# What the task asks:
Update the rows from the line containing "Query: young man in blue shirt" through the end of the rows by replacing "cowboy hat" with "western hat", leaving everything else unchanged. Return only those lines.

# A block of data:
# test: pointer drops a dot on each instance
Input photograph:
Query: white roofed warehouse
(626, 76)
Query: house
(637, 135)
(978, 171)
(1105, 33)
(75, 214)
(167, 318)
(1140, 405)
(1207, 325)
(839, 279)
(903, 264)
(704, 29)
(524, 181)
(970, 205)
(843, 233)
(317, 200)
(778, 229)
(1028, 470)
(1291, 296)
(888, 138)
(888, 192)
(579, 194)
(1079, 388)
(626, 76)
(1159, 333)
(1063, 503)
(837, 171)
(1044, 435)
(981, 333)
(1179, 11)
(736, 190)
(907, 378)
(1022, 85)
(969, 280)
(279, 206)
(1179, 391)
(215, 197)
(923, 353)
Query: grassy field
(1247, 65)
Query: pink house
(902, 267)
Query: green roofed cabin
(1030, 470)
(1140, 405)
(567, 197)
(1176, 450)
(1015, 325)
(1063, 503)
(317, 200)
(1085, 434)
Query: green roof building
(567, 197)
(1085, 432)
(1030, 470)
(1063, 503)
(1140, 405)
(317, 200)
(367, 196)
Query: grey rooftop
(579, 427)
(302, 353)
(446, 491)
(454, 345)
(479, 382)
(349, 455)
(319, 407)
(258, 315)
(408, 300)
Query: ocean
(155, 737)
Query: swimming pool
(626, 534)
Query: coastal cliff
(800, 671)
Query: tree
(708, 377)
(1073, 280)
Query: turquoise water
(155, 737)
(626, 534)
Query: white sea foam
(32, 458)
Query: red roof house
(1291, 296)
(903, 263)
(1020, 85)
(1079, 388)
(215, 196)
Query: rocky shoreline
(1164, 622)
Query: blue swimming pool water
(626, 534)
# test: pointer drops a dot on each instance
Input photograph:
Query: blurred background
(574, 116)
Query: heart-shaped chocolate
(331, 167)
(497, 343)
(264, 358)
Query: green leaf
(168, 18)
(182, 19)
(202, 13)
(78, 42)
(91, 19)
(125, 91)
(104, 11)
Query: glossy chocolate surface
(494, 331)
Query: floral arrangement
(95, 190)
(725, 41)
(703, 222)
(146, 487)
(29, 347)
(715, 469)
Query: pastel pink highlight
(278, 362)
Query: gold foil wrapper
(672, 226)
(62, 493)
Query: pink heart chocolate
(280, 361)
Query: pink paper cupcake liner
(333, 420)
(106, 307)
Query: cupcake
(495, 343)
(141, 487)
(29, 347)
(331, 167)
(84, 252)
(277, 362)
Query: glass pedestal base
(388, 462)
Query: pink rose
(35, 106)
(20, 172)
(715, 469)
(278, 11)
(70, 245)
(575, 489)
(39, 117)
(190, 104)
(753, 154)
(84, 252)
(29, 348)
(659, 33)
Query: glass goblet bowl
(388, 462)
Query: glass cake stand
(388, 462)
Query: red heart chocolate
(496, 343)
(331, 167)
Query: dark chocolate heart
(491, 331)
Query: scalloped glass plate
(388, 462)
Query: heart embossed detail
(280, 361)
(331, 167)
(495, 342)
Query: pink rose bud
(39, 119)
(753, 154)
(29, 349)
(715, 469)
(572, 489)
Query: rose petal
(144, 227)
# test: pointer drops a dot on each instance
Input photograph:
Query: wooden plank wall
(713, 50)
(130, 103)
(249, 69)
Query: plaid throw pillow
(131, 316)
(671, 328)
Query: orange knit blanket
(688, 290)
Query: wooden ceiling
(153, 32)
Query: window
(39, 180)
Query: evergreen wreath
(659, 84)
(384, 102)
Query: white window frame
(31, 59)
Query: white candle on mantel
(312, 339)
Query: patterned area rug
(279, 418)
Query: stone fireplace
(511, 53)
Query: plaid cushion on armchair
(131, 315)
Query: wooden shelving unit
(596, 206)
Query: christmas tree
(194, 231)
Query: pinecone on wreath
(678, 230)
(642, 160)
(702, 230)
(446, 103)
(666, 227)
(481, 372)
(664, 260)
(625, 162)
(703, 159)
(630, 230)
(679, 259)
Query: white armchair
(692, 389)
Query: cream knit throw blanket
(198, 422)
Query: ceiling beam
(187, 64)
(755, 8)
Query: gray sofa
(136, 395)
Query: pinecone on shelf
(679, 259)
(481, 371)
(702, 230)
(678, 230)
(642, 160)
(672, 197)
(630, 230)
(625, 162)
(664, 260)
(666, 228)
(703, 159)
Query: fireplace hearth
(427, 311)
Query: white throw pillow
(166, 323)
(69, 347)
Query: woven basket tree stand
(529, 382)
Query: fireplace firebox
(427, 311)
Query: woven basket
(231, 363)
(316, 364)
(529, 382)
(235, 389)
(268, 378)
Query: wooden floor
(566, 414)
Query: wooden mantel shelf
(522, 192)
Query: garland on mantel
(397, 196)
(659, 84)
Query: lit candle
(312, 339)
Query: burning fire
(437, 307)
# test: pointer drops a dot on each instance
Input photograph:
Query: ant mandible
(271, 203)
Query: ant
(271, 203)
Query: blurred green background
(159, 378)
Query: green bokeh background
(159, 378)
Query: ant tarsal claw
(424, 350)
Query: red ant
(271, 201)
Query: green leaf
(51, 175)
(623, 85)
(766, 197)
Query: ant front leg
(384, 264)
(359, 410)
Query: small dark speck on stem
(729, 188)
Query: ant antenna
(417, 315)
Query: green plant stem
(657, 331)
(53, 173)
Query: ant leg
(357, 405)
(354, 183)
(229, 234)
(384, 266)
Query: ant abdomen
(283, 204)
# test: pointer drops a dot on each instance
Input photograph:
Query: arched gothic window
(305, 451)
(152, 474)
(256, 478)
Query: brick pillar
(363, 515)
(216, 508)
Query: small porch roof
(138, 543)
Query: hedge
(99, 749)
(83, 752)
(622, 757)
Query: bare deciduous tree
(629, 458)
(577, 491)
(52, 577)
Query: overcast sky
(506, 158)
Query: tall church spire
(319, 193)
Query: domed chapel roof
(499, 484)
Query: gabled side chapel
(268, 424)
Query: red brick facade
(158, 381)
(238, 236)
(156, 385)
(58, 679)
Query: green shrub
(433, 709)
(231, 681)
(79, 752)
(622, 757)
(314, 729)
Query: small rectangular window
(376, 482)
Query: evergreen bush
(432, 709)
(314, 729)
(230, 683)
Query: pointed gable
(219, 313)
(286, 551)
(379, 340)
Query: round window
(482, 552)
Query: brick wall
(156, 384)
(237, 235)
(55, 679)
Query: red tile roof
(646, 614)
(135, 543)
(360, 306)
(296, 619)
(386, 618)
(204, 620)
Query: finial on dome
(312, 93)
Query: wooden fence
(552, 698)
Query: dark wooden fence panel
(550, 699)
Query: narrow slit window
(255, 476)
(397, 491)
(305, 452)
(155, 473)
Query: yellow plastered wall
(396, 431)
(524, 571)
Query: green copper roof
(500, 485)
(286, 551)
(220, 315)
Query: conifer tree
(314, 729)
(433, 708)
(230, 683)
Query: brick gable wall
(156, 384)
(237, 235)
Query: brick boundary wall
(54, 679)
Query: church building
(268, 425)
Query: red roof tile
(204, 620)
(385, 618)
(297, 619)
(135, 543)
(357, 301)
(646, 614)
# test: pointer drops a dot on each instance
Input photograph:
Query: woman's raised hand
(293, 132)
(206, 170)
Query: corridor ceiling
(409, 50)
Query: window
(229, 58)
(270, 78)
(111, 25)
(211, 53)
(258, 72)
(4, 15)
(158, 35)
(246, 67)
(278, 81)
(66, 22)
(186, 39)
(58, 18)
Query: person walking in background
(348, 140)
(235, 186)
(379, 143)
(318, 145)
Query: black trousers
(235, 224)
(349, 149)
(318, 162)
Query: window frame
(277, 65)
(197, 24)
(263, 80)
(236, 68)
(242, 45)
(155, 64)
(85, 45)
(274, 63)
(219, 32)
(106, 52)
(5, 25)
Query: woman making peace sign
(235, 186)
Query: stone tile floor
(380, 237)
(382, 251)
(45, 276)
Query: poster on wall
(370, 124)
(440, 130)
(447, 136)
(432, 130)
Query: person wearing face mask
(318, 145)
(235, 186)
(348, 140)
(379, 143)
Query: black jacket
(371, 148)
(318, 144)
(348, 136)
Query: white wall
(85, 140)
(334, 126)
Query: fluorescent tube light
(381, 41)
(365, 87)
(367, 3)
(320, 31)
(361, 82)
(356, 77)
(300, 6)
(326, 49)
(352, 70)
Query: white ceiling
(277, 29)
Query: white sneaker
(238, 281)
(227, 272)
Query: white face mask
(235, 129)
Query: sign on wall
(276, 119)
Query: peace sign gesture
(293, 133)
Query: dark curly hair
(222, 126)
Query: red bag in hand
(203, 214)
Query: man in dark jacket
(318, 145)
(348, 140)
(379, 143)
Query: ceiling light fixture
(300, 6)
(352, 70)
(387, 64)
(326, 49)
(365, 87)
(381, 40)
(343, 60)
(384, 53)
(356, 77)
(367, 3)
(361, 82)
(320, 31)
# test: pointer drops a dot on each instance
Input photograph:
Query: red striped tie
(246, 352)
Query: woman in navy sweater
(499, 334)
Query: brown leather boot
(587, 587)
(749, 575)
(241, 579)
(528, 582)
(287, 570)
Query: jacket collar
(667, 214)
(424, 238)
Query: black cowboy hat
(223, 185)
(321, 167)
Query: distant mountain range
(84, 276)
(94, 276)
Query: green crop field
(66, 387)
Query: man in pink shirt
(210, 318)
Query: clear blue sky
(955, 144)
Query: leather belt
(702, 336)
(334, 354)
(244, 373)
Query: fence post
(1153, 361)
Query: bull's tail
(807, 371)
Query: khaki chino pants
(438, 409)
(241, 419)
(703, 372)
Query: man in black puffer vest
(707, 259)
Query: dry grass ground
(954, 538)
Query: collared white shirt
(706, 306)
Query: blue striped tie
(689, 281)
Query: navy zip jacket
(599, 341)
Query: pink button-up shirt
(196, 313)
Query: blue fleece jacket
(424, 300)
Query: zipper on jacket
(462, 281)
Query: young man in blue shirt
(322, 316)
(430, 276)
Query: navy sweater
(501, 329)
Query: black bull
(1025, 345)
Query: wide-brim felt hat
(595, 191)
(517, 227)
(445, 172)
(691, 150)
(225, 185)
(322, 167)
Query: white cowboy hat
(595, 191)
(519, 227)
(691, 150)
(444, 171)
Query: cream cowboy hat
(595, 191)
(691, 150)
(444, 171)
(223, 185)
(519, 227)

# Correct output:
Query: young man in blue shirt
(322, 316)
(430, 276)
Query: navy sweater
(501, 329)
Query: black bull
(1025, 345)
Query: wide-brim felt hat
(595, 191)
(517, 227)
(445, 172)
(691, 150)
(225, 185)
(322, 167)
Query: white western hat
(595, 191)
(519, 227)
(691, 150)
(444, 171)
Query: cream western hat
(595, 191)
(691, 150)
(444, 171)
(223, 185)
(519, 227)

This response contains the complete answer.